• _What to work on_
[1] List the step headings in the incident triage guide, in the order in which they appear.
[2] Write out again the records from the line containing "Category: the door frame" up to and including the line containing "Query: beige stucco wall", requests included. Multiply each answer coordinate by 0.35 and round to whole numbers with halves rounded up, leaving the sample coordinates in the requests unchanged.

• _Text provided_

____

Evidence transcripts are written by the very users being investigated, so the report renders all of it as inert plain text — no formatting is interpreted and URLs are never clickable. This protects reviewers: a malicious link planted in a flagged conversation cannot be opened by accident. Don’t copy URLs out of evidence and visit them.

Triaging an incident

1

Open the report

Start from the highest-severity open incidents. Read the Summary, then check the Evidence tab to see the actual conversation.
2

Mark it as reviewing

Click Edit (admin), set the status to reviewing, and adjust the severity up or down if your reading of the evidence differs from the initial assessment.
3

Record what you find

Add a reviewer note summarizing your conclusion. Notes are visible to other admins of the institution and become part of the permanent record.
4

Close it out

Set the status to resolved (real issue, handled), false_positive (benign — e.g. a security class legitimately discussing injection techniques), or escalated if someone else needs to take over.

Suspending a user

If the evidence warrants it, the suspend action on an incident row sets the user’s membership in the affected Digital Twin to inactive — they immediately lose AI access in that instance, while their memberships in other institutions are untouched. The suspension is recorded in the incident’s action history, and you can reinstate the user at any time from Users. You cannot suspend yourself or Praxis AI staff accounts from an incident.

____

• _Items listed in a dataset_

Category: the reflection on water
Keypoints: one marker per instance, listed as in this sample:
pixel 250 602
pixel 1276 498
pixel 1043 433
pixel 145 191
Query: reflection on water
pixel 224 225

____

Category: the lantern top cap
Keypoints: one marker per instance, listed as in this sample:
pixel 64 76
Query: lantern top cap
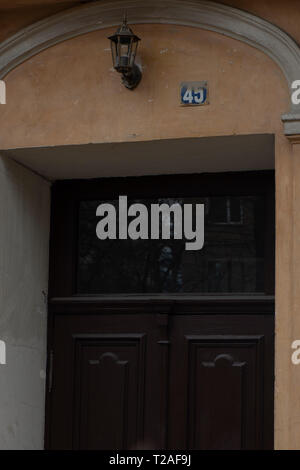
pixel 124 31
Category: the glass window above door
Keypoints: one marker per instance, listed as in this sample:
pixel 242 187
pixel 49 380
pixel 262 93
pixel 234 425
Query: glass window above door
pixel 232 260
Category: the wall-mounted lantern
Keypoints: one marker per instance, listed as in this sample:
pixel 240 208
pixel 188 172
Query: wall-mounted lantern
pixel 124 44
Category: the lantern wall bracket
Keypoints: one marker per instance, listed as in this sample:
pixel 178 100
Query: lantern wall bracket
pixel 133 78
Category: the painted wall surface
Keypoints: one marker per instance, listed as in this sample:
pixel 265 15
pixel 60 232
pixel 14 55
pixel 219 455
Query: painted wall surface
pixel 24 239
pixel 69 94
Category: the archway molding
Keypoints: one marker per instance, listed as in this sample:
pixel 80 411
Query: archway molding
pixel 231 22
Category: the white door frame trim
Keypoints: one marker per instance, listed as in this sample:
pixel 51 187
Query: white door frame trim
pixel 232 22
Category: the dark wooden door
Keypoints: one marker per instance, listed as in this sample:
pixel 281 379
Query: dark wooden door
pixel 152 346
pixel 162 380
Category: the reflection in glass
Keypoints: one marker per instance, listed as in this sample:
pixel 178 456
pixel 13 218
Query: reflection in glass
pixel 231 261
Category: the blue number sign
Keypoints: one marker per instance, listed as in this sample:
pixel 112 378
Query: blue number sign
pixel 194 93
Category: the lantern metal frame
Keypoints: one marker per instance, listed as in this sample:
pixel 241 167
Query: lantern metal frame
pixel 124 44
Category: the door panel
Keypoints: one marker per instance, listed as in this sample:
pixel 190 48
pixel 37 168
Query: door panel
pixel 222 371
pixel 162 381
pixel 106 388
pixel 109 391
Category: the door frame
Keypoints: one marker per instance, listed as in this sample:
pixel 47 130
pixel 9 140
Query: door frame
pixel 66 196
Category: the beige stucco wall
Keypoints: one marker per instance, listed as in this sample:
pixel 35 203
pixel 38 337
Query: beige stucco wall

____

• _Outputs_
[1]
Open the report
Mark it as reviewing
Record what you find
Close it out

[2]
Category: the door frame
Keypoints: one marker per instance, listed as in this sample:
pixel 47 130
pixel 9 140
Query: door frame
pixel 23 69
Category: the beige stucco wall
Keypoints: one marker per instance, listed as in this sample:
pixel 35 203
pixel 38 337
Query: beige stucco wall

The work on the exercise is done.